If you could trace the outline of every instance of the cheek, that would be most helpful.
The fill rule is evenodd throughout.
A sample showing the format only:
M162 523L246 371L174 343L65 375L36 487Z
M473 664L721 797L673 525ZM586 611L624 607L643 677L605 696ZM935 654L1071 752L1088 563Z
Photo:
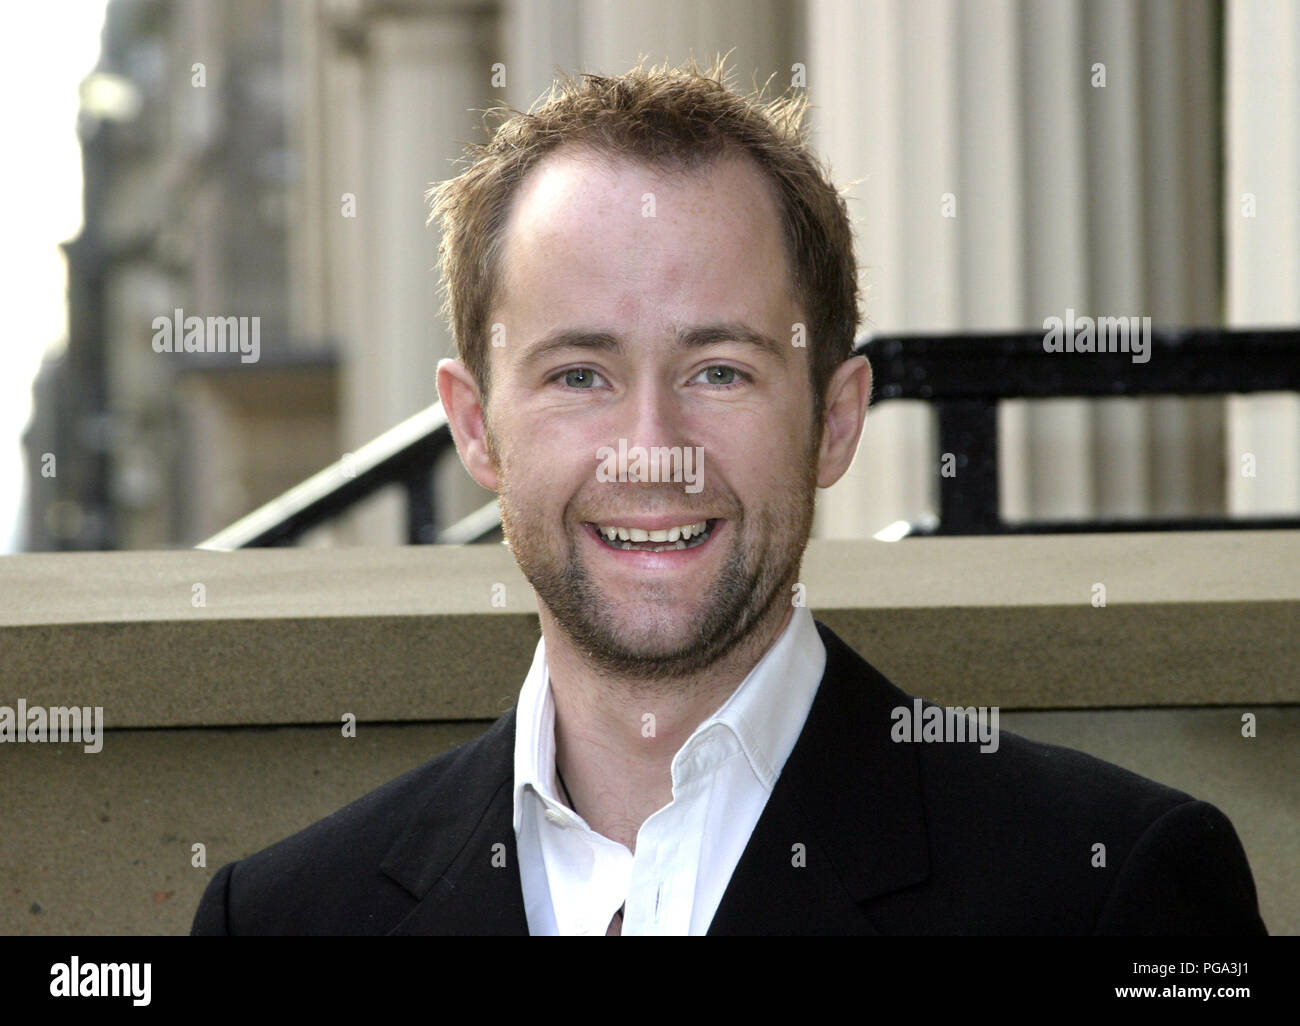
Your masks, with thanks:
M525 428L507 451L511 499L550 517L596 486L598 445L559 434L553 426Z
M807 429L772 434L755 430L738 439L727 453L725 462L714 465L728 471L728 480L744 489L751 501L780 505L789 501L808 475L809 450Z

▸ Exercise aim
Each record must be repeated verbatim, and no picture may appear in the copy.

▸ Answer to the exercise
If you could trace the outline of every instance of the cheek, that would be most helpful.
The fill rule is evenodd throughout.
A sample showing the format only:
M162 523L246 371L174 343L65 375L36 487Z
M473 664L721 797L673 525ZM586 611L624 607L643 677L605 696ZM935 654L1071 752L1088 563Z
Photo:
Your masks, with thanks:
M525 428L507 451L511 499L550 517L596 486L598 445L559 434L553 426Z
M807 429L772 434L755 430L738 439L727 453L725 462L714 465L728 471L728 480L744 489L751 501L780 505L789 501L808 475L809 450Z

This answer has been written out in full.